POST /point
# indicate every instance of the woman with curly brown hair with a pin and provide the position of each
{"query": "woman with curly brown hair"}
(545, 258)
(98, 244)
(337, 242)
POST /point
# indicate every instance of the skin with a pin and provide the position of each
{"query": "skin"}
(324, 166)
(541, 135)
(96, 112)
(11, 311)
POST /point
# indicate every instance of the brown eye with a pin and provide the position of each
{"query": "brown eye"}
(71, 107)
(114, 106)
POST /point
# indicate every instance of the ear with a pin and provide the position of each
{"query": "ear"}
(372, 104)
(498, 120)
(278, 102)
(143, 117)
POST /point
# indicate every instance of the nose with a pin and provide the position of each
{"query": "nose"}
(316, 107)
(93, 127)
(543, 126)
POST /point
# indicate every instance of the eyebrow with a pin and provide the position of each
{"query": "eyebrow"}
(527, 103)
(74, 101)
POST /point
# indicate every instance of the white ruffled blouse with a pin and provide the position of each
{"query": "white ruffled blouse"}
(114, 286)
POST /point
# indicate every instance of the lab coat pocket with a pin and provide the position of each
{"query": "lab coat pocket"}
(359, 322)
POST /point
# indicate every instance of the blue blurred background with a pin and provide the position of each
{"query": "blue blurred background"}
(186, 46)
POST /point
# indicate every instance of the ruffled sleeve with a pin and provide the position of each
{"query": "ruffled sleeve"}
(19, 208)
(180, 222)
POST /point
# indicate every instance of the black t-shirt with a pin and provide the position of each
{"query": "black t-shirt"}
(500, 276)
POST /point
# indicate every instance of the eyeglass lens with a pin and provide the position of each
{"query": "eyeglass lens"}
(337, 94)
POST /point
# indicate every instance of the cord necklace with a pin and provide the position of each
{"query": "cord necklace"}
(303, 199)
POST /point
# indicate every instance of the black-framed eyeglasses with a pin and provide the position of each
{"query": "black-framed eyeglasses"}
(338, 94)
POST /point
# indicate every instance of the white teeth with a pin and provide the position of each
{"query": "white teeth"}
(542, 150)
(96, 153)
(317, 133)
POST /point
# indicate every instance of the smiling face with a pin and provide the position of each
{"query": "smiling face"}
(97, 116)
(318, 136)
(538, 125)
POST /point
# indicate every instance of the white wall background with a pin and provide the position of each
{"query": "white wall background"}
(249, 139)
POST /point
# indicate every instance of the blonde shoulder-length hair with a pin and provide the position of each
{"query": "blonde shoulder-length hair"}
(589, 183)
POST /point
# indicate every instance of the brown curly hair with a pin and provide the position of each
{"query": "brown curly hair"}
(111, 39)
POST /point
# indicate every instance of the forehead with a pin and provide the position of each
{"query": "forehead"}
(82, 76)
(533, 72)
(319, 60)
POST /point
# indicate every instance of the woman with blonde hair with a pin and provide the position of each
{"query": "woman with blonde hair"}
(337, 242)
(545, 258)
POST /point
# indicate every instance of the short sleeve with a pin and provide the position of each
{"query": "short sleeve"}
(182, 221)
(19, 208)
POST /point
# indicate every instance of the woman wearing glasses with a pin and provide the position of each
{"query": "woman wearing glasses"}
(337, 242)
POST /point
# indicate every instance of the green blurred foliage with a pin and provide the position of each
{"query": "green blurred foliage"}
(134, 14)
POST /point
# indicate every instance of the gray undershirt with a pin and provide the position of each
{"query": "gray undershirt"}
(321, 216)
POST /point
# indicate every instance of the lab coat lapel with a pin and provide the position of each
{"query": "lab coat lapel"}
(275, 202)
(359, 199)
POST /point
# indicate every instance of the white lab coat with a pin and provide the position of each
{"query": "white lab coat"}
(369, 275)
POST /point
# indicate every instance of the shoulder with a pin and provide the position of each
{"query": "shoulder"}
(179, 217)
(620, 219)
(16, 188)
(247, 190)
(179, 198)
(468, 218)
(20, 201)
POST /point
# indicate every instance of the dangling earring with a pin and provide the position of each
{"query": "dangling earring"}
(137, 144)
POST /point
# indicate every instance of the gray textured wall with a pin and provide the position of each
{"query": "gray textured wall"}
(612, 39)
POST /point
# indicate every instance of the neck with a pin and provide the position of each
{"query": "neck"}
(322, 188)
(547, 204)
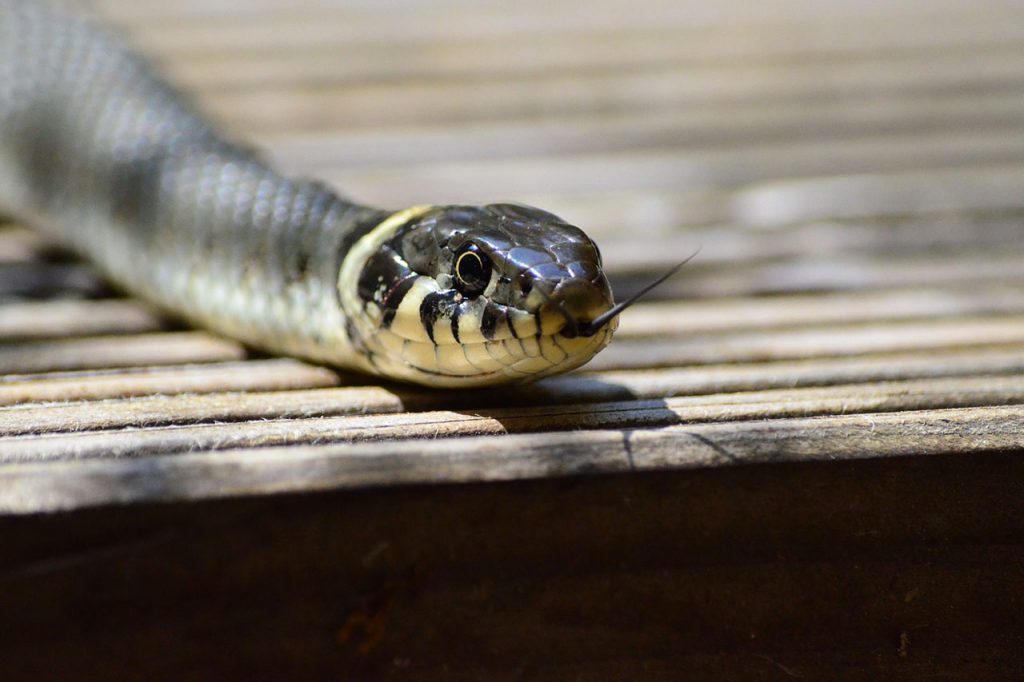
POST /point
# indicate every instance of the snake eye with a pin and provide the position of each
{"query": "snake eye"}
(472, 270)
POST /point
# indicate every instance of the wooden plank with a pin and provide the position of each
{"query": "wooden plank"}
(41, 320)
(254, 412)
(436, 100)
(110, 351)
(683, 127)
(254, 375)
(259, 64)
(50, 486)
(295, 30)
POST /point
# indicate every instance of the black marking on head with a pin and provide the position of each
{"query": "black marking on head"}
(493, 313)
(382, 274)
(456, 314)
(436, 304)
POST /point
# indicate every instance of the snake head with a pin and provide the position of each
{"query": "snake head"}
(478, 295)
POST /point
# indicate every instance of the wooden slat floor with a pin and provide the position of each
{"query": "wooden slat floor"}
(851, 175)
(852, 172)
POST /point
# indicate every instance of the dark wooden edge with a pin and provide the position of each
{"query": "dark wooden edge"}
(905, 567)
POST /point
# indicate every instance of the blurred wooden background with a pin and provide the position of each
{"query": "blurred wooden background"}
(852, 332)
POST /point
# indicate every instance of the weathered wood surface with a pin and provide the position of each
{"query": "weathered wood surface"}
(852, 333)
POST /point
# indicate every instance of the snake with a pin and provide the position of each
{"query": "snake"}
(103, 156)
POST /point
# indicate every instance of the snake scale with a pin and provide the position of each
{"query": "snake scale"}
(100, 154)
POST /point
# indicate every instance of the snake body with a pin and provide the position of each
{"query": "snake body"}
(99, 153)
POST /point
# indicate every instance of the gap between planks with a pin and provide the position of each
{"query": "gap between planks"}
(283, 374)
(341, 414)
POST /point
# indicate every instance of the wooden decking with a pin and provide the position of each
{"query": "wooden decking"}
(853, 174)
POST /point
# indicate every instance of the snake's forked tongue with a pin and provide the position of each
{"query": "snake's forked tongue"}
(594, 326)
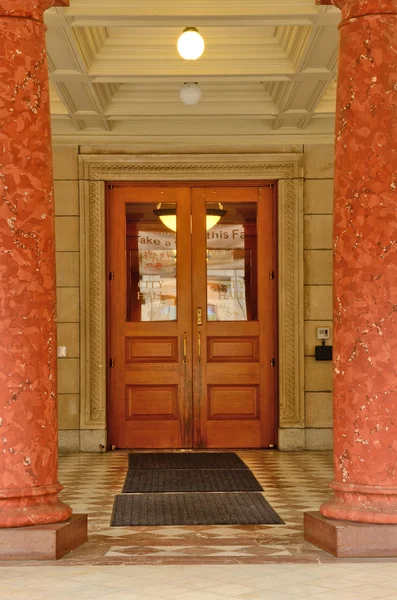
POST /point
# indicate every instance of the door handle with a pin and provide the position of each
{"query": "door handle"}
(184, 348)
(199, 361)
(199, 315)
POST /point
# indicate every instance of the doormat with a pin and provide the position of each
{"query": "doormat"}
(151, 510)
(181, 460)
(194, 480)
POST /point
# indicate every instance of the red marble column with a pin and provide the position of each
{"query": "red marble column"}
(365, 265)
(28, 407)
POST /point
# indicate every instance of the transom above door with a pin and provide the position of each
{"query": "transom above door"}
(191, 316)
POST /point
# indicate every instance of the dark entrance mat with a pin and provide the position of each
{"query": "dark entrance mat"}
(180, 460)
(243, 508)
(196, 480)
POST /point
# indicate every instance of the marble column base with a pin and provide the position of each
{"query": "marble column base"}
(43, 542)
(347, 539)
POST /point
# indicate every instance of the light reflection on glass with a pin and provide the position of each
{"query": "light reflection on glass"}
(231, 265)
(151, 266)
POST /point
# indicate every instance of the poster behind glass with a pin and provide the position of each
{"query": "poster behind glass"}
(151, 266)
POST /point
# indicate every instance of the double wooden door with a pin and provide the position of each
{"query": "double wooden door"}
(191, 316)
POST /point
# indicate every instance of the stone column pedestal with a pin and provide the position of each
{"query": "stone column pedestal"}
(365, 266)
(28, 349)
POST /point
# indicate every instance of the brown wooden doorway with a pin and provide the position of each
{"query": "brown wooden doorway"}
(192, 316)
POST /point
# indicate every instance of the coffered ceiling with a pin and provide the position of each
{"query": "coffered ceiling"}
(267, 74)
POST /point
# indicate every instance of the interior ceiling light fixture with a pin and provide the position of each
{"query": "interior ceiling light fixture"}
(168, 216)
(190, 93)
(190, 44)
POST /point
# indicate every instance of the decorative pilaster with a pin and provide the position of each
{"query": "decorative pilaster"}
(365, 265)
(28, 414)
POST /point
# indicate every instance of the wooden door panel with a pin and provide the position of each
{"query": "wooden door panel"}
(232, 349)
(233, 402)
(235, 391)
(150, 383)
(151, 349)
(152, 402)
(226, 434)
(227, 358)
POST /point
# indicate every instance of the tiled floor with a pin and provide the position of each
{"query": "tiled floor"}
(293, 483)
(200, 563)
(244, 582)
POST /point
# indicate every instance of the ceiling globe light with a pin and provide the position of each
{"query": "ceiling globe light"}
(190, 44)
(190, 93)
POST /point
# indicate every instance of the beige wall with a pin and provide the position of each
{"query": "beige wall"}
(317, 235)
(67, 243)
(318, 201)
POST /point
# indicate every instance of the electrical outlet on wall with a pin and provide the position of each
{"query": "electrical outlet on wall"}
(322, 333)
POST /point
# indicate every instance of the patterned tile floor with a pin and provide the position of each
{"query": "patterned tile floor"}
(200, 563)
(293, 483)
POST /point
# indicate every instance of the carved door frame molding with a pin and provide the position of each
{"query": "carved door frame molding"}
(96, 170)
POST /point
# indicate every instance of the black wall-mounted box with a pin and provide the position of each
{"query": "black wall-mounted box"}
(323, 352)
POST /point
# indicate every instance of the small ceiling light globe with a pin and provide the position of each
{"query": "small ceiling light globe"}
(190, 93)
(190, 44)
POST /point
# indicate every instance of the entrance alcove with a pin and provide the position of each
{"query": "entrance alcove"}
(95, 171)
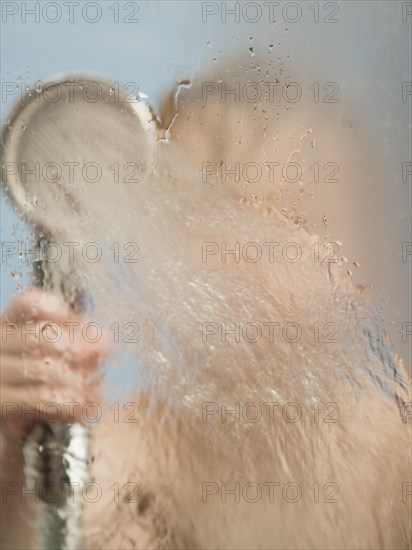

^^^^

> Aim of the task:
Count the lines of the material above that contain the string "length", treating uppercase and lowercase as different, and give only the number.

> Solved problem:
2